— start Records provided —
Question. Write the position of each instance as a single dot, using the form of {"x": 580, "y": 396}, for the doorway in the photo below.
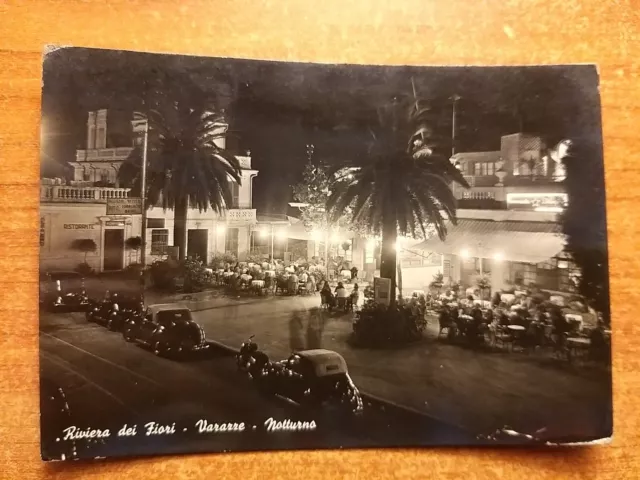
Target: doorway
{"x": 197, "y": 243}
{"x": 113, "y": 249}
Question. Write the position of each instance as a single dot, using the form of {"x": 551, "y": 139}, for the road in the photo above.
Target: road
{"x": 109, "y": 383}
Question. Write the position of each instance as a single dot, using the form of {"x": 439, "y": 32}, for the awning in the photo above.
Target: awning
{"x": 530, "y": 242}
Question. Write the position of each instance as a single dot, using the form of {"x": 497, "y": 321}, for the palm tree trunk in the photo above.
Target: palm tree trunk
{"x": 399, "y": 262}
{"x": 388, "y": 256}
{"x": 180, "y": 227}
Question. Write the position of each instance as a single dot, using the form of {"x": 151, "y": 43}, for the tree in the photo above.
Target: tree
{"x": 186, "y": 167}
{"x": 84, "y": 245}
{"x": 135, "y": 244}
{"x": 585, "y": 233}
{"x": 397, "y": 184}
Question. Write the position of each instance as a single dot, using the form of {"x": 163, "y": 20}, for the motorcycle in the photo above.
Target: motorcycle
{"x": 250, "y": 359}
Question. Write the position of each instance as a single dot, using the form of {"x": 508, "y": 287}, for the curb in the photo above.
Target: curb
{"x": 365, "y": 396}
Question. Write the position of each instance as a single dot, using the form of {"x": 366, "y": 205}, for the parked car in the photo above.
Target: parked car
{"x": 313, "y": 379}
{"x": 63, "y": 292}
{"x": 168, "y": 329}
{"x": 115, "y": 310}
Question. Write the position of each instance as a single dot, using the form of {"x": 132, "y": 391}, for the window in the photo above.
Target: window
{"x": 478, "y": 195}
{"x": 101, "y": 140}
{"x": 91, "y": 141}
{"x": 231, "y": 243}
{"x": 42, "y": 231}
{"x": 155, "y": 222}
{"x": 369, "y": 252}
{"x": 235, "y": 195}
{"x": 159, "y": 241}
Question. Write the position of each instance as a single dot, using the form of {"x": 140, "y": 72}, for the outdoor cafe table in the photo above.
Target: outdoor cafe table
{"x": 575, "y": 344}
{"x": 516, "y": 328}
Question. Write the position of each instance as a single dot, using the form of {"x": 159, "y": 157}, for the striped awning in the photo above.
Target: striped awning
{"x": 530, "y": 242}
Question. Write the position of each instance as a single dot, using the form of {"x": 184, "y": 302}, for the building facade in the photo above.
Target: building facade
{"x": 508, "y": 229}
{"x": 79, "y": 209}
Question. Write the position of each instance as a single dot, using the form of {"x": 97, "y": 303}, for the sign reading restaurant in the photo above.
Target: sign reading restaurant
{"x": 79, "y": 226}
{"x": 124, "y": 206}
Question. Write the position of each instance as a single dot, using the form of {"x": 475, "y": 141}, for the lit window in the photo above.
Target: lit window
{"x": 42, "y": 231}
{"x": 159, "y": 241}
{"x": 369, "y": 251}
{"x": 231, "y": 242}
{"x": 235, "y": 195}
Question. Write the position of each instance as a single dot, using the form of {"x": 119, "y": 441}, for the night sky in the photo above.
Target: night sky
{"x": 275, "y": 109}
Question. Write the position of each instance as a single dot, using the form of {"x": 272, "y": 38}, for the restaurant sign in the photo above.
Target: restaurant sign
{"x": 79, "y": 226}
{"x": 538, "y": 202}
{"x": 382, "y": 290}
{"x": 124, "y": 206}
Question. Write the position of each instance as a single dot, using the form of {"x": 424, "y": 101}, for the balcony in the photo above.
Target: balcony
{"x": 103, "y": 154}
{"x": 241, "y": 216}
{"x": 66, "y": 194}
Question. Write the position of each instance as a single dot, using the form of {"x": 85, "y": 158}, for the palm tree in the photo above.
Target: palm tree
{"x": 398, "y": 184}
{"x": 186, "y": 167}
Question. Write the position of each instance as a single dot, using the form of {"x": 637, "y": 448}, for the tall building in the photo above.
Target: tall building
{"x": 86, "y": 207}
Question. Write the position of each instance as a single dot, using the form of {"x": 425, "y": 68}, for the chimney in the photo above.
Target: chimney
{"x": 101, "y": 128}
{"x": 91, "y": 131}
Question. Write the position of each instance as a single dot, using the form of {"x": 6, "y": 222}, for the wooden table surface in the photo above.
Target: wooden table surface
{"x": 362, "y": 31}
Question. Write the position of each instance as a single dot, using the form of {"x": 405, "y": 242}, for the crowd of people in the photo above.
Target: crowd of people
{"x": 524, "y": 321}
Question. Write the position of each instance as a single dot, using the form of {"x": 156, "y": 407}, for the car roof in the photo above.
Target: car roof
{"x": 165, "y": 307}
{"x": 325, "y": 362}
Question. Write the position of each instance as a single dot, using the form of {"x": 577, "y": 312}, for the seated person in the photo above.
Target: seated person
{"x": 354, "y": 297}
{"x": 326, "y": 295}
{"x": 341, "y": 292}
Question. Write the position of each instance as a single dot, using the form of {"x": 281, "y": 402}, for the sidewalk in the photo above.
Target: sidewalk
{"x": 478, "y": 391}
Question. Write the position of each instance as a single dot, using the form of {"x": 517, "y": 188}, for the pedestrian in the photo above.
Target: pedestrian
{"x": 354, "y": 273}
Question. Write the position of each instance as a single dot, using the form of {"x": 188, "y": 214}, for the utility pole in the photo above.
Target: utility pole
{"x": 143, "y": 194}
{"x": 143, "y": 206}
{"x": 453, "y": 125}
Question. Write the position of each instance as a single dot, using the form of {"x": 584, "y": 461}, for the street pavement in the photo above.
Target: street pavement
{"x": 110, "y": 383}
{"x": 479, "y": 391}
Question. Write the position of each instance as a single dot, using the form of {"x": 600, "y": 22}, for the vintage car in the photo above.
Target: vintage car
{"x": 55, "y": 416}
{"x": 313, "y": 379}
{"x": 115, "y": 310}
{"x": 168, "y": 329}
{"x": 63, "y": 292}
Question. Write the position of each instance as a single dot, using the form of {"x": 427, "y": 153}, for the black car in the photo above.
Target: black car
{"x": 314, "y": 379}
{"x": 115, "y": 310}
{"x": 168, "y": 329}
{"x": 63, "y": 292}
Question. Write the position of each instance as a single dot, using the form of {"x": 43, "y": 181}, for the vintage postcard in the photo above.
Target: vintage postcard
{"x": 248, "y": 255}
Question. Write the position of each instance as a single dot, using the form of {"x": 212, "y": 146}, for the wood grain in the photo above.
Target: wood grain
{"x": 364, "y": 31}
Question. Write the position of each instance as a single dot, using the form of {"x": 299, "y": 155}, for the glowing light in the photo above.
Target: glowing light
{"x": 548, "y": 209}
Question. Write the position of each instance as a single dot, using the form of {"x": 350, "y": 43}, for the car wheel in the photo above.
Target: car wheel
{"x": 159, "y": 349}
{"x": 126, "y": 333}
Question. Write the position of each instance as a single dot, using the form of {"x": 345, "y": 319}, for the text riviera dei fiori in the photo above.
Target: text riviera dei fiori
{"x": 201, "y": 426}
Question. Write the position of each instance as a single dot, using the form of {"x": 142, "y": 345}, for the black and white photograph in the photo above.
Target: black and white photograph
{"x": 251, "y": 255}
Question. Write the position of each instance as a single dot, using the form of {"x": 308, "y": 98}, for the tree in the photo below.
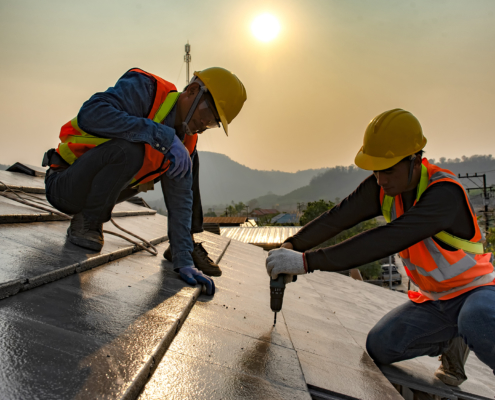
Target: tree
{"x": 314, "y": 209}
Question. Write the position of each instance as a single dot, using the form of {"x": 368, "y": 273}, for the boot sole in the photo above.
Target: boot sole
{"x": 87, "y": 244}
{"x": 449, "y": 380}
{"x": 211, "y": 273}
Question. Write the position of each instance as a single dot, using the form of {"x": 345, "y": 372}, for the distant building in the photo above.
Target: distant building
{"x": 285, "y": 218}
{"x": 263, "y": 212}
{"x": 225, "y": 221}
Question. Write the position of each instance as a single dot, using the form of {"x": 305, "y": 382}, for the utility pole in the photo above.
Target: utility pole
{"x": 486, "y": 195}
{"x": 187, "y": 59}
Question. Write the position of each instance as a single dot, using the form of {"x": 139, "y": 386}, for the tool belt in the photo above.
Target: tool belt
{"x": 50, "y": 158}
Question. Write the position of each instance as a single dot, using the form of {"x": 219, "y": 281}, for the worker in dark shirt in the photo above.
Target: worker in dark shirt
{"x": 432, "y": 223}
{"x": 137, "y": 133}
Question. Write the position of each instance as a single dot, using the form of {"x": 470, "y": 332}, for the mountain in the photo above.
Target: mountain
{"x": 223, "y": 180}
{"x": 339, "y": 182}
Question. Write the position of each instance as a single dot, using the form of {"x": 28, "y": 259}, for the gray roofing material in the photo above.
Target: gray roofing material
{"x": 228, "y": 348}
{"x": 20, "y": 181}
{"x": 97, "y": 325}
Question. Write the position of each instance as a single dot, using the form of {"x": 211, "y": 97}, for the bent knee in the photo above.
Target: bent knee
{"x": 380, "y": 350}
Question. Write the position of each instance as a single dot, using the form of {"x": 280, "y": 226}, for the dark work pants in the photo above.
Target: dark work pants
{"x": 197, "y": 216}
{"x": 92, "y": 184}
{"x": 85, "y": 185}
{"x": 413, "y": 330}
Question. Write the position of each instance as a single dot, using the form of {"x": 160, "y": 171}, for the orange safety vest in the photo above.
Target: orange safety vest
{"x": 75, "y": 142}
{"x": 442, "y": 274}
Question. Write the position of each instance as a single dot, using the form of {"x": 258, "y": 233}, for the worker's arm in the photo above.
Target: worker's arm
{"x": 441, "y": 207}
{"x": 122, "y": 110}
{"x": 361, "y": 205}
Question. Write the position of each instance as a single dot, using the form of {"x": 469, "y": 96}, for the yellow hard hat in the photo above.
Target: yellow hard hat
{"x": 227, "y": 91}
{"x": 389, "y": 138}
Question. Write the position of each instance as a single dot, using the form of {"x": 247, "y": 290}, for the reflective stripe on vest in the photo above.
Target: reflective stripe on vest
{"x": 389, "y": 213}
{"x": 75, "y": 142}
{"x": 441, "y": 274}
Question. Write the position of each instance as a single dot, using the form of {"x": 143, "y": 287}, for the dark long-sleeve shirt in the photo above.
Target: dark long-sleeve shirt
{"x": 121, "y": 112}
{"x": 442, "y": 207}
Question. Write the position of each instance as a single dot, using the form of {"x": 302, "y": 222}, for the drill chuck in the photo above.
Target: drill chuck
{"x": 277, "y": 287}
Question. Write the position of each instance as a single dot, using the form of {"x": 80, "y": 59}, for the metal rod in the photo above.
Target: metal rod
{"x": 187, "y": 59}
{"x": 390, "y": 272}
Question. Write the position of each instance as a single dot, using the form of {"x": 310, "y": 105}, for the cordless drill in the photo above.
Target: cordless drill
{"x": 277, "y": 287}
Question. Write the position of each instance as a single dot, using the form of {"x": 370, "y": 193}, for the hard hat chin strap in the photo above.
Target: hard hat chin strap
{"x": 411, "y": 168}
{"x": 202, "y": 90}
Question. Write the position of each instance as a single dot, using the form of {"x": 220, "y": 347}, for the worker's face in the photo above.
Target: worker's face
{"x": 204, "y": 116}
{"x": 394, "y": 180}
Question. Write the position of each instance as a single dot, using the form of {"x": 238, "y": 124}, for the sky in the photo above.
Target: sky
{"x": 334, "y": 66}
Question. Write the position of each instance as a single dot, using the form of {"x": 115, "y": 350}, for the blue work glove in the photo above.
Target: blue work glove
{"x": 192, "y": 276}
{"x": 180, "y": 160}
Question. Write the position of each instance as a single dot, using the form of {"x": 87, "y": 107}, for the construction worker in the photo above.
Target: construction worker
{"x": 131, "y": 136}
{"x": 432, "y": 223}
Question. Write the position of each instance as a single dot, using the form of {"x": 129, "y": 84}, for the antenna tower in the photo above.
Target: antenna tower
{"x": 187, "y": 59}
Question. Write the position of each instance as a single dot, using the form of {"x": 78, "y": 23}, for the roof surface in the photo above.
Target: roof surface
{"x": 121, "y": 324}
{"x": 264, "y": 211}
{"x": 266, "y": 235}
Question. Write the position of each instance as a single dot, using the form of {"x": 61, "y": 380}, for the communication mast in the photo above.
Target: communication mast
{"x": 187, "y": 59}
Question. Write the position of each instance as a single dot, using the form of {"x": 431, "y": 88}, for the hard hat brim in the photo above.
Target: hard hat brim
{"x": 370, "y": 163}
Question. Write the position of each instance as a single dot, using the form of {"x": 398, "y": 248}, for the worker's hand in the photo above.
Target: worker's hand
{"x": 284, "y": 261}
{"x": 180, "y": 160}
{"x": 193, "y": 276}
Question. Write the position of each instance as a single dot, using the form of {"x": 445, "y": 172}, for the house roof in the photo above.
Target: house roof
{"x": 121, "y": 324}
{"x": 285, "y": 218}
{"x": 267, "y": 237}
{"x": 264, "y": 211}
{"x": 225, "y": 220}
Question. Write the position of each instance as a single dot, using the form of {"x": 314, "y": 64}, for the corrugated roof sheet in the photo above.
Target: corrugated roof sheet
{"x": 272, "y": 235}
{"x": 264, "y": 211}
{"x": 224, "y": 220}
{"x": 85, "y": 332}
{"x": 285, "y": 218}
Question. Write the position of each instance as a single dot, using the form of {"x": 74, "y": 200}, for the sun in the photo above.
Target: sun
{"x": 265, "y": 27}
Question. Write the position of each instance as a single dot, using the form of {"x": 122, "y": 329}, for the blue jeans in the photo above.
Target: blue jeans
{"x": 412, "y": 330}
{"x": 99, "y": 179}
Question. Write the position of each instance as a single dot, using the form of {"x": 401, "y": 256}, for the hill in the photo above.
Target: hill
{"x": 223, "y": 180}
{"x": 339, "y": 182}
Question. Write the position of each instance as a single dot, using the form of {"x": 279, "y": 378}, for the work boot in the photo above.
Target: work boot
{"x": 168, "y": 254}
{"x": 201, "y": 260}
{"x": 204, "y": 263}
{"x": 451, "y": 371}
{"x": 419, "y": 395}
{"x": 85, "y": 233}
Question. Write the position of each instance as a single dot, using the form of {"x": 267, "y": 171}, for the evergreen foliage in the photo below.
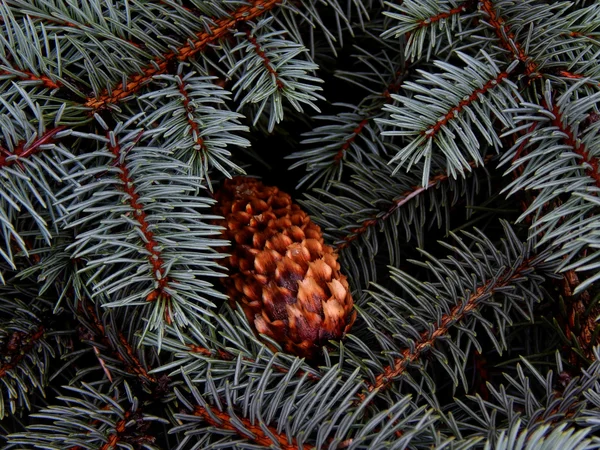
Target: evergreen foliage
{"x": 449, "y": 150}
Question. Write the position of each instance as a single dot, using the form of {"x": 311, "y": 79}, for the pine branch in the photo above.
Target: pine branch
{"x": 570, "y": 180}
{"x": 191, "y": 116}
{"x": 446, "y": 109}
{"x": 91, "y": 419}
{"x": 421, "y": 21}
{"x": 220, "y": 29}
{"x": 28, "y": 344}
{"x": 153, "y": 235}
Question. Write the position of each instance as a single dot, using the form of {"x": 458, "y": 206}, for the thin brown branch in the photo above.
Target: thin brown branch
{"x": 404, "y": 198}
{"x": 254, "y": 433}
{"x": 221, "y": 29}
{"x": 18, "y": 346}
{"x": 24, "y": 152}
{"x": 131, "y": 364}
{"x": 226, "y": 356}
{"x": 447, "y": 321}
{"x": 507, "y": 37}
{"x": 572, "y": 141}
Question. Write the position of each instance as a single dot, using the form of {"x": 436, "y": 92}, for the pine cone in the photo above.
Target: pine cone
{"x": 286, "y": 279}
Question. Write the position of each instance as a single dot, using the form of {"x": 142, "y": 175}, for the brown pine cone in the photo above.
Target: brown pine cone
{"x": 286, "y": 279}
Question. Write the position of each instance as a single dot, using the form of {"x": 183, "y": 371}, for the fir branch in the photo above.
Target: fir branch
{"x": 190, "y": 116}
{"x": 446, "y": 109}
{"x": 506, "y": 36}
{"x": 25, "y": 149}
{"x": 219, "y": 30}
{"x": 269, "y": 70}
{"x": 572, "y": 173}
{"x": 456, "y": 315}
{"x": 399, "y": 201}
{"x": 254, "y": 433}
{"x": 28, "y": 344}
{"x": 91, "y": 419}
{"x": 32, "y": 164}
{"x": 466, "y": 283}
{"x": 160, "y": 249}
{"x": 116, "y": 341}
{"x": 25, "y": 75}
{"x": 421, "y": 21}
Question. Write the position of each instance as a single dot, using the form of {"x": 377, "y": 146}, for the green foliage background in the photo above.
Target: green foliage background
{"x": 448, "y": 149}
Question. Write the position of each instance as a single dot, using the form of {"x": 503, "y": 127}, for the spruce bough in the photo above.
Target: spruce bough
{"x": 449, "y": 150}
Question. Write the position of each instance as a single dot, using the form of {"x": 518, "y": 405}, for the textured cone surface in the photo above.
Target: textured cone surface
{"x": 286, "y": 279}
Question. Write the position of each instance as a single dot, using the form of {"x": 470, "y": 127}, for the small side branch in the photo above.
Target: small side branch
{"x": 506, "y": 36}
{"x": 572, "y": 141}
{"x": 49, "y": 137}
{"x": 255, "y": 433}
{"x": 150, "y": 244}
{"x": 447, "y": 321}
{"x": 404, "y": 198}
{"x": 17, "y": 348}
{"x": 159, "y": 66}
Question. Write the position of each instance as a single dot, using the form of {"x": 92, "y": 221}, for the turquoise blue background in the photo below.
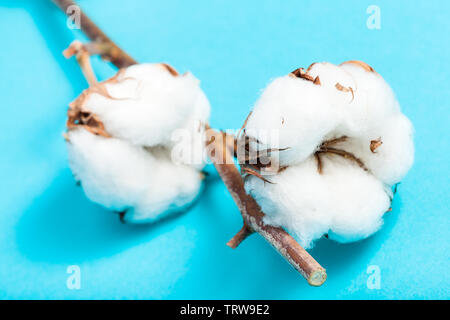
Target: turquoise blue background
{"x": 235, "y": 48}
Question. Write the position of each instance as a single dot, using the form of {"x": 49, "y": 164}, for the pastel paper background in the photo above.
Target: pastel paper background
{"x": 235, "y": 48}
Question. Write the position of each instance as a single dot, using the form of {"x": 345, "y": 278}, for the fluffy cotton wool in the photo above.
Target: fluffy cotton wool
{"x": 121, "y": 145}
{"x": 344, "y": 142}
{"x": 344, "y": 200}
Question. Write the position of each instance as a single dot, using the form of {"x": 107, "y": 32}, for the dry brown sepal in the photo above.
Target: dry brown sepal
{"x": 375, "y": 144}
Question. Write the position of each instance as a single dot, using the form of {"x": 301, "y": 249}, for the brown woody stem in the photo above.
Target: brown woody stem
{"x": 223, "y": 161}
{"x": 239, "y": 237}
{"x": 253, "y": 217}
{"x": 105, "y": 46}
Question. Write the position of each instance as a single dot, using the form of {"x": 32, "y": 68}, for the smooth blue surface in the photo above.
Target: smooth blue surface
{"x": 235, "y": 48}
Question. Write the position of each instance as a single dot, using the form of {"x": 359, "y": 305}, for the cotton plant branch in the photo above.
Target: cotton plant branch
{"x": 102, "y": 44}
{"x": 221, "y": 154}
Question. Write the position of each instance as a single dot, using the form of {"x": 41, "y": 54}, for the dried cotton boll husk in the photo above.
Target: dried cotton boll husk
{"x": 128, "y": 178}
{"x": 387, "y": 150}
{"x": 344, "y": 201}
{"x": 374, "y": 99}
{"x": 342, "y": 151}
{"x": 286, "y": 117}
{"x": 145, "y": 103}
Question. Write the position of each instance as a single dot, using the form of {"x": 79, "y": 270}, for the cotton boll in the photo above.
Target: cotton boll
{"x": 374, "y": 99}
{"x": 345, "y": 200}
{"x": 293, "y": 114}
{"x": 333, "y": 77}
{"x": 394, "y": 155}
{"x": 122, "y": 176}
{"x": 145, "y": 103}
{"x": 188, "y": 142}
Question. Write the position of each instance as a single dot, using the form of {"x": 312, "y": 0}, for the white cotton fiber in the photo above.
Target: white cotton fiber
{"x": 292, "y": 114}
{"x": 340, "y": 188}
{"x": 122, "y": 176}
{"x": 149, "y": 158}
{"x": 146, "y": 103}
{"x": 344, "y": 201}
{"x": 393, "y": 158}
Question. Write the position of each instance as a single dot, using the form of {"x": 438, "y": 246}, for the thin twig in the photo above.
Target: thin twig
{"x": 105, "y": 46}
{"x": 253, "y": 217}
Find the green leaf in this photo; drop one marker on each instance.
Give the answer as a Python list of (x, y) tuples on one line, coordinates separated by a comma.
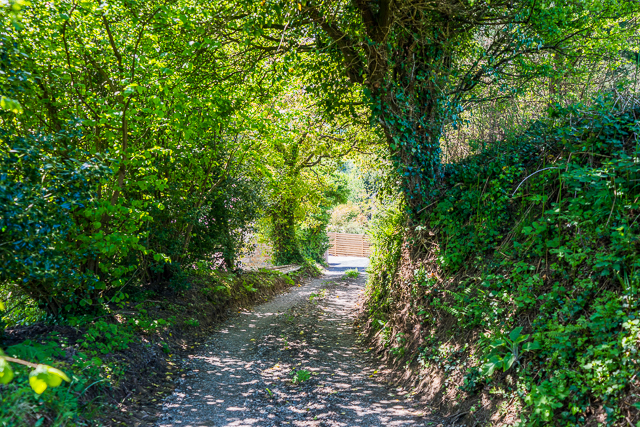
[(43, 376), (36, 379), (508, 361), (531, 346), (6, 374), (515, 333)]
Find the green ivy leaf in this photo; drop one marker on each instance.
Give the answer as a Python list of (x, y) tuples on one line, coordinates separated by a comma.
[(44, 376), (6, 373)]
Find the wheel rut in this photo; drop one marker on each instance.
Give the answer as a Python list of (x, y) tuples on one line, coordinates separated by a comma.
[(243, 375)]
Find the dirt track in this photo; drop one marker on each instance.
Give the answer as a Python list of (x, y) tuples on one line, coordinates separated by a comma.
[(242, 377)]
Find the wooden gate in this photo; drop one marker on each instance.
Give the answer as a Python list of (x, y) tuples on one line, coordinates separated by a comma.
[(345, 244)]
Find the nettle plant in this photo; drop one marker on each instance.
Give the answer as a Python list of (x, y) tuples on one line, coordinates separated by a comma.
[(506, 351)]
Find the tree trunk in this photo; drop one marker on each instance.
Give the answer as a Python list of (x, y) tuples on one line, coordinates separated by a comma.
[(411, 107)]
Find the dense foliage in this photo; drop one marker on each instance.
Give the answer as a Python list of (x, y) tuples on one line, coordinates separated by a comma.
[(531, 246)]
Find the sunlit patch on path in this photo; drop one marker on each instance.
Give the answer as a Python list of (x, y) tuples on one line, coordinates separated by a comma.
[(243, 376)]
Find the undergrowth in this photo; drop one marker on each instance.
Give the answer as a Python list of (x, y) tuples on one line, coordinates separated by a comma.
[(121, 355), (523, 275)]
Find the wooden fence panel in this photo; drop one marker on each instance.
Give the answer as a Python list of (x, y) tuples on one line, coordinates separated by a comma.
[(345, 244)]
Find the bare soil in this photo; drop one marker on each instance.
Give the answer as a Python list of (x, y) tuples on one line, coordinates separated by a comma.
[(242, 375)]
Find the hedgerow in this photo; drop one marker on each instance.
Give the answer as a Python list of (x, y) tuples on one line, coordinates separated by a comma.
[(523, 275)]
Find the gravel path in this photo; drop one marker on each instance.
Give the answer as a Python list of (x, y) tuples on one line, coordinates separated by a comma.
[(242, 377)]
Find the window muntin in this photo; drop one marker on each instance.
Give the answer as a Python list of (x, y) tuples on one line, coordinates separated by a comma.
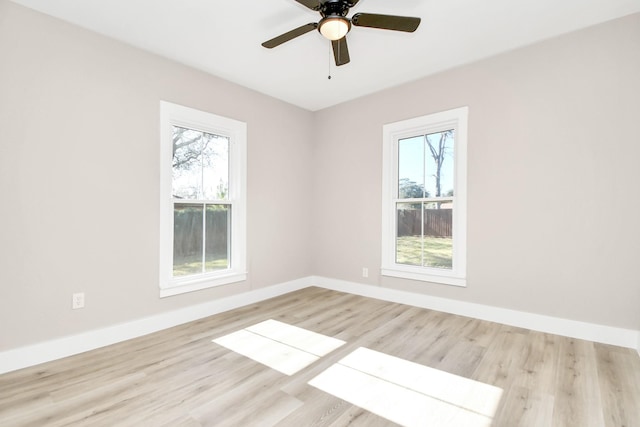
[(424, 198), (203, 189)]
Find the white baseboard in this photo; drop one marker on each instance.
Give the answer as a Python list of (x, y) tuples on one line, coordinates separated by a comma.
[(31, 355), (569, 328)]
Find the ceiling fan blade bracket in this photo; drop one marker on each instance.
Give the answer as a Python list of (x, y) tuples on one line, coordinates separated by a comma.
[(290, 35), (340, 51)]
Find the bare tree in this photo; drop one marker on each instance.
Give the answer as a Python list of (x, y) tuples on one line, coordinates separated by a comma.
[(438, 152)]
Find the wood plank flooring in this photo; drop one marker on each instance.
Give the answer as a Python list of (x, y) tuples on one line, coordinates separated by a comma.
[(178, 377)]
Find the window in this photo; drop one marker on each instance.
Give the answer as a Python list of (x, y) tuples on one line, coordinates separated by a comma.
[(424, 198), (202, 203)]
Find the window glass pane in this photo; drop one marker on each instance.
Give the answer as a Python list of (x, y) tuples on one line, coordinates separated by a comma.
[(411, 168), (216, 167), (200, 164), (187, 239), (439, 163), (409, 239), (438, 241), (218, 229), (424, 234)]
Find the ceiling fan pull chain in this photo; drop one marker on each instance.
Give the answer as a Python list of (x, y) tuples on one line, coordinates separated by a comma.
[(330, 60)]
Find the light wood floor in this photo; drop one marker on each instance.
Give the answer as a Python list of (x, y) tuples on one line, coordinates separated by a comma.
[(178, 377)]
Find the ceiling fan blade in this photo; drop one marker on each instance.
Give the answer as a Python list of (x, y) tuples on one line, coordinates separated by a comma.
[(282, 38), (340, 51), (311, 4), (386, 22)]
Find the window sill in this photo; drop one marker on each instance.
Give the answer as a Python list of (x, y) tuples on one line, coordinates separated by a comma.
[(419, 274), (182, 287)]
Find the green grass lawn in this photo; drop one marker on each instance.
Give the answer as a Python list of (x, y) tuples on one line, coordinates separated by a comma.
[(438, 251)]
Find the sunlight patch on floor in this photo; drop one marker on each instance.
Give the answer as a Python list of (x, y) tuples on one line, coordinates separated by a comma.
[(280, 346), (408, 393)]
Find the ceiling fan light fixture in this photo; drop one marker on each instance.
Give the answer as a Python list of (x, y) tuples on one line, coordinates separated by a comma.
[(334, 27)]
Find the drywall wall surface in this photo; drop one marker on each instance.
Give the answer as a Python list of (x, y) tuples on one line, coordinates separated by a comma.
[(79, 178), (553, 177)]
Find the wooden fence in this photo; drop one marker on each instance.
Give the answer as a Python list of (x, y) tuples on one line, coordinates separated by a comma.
— end Records provided —
Brief: Each line from the one containing "Find the window sill" to the final line of the entries above must be returned exactly, and no other line may appear.

Complete output:
Find the window sill in this photo; drop one marker on each instance.
Give the answer as a Python list of (x, y) tuples on one line, coordinates separated by a comma.
[(419, 274), (182, 287)]
Find the green grass lawn in this photo; drop one marker on each instance.
Give the answer as a Python list of (x, y) tuples on one line, coordinates separated by a comma.
[(438, 251)]
Find the sunlight patch on floor in this photo; drop one marker on each instance.
Give the answer as a Python list of (x, y) tuples on one line, coordinates separated by a comma.
[(280, 346), (408, 393)]
Find the ceiling fan light fixture in this photo; drop one marker on each instance.
Give the answer as a Python list of (x, y) tuples on one line, coordinates separated by a comma.
[(334, 27)]
Find the drywall wall surface in this photo; drop one marker on each instance.
Give the answer as a Python list of (x, y) tuples on one line, coordinates separated by a comma.
[(79, 178), (553, 177)]
Find the wooden fence in this photo; drop one marker on each instance.
Give the answer as a Python list of (x, y) tuples on one line, coordinates separated by a comma.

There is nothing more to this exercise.